Six years from now, a giant telescope constructed inside the world’s deepest freshwater lake will peer into the depths of our universe to reveal – scientists hope – the mysteries of dark matter, a mysterious substance believed to account for 23% of the mass-energy density of the observable universe. For now, testing has just been completed on the optical modules used to build the device.
The telescope in Siberia will look into the very centre of our galaxy, where there is a massive black hole from which neutrinos, very tiny particles generated as a result of different atomic reactions in the dark matter of black holes that carry unique information, can reach Earth. It is believed that a large part of the universe is comprised of dark matter, but its existence has only been proven in theory. If Russian scientists manage to “catch” a piece of it, this would be one of the major breakthroughs in physics in the 21st century. While scientists have known about the existence of neutrinos since the 1930s, it is only relatively recently that they have been able to “catch” them. Russian physicist Pavel Cherenkov discovered that these particles emit a slight blue glow when they pass through water or ice. This is why a body of water was selected as the site of the future telescope.

STORED RECORDS.
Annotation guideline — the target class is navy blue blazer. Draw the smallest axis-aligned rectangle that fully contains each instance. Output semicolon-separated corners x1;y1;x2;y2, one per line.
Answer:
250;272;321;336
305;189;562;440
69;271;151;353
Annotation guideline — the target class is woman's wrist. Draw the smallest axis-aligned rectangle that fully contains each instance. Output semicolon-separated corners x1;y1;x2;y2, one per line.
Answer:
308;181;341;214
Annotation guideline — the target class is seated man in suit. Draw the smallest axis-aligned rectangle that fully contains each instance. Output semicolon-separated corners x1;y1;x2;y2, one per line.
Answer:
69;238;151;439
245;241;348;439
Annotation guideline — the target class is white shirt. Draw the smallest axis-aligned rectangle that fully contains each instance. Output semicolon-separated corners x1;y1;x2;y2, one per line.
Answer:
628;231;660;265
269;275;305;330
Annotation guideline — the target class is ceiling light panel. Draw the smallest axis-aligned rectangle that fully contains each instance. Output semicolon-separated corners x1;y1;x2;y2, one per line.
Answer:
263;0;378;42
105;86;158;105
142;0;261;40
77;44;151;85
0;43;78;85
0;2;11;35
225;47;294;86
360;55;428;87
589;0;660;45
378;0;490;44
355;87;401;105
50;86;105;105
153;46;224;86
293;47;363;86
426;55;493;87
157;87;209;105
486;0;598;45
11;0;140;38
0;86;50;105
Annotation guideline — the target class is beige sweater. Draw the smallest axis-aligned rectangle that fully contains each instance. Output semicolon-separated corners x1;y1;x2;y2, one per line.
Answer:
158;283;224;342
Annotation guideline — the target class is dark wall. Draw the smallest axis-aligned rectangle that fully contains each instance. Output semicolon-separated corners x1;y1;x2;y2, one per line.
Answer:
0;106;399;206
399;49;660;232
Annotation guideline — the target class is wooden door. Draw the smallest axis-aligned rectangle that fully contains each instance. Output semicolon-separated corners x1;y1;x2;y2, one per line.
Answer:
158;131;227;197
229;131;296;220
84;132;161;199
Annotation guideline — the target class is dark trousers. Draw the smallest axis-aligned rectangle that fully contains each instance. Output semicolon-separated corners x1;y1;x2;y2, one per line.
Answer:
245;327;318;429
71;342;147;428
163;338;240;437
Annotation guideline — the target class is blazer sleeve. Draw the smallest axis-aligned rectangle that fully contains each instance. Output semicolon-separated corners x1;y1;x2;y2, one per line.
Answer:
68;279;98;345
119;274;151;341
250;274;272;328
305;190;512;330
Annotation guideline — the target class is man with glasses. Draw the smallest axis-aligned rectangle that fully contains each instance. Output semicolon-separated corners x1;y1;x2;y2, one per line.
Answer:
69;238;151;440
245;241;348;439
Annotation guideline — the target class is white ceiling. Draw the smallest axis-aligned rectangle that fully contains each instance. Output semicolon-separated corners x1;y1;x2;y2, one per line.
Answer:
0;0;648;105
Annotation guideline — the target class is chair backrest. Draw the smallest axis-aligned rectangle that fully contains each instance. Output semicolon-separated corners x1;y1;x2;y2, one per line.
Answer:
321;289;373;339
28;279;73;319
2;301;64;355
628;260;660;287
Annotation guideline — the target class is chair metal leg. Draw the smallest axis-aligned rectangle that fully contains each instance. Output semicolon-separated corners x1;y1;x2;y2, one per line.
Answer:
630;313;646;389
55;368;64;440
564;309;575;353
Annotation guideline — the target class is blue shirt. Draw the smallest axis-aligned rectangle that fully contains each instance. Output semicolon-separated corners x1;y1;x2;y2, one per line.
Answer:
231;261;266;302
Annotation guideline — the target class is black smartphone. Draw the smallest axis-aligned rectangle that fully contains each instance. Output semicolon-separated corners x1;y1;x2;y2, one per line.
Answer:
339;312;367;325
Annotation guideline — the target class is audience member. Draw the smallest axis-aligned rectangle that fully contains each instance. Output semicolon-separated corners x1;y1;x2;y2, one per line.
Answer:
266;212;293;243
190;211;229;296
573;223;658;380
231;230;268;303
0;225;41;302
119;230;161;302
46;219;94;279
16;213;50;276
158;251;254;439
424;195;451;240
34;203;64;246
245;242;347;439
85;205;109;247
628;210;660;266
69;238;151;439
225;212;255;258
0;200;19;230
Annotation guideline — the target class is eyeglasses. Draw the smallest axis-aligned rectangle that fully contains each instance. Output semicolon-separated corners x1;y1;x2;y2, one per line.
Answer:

PROBLEM A. Set down the part of the neutrino telescope text that starts with "Six years from" and goes on through "build the device.", word for word.
PROBLEM B. According to the neutrino telescope text, why was a body of water chosen as the site for the telescope? Answer in one to three sentences.
PROBLEM C. In the neutrino telescope text, since when have scientists known that neutrinos exist?
The records come from a different source than the text.

WORKED ANSWER A.
Six years from now, a giant telescope constructed inside the world’s deepest freshwater lake will peer into the depths of our universe to reveal – scientists hope – the mysteries of dark matter, a mysterious substance believed to account for 23% of the mass-energy density of the observable universe. For now, testing has just been completed on the optical modules used to build the device.

WORKED ANSWER B. Physicist Pavel Cherenkov discovered that neutrinos give off a slight blue glow when they pass through water or ice. For that reason, a body of water was selected as the telescope's site.

WORKED ANSWER C. Since the 1930s.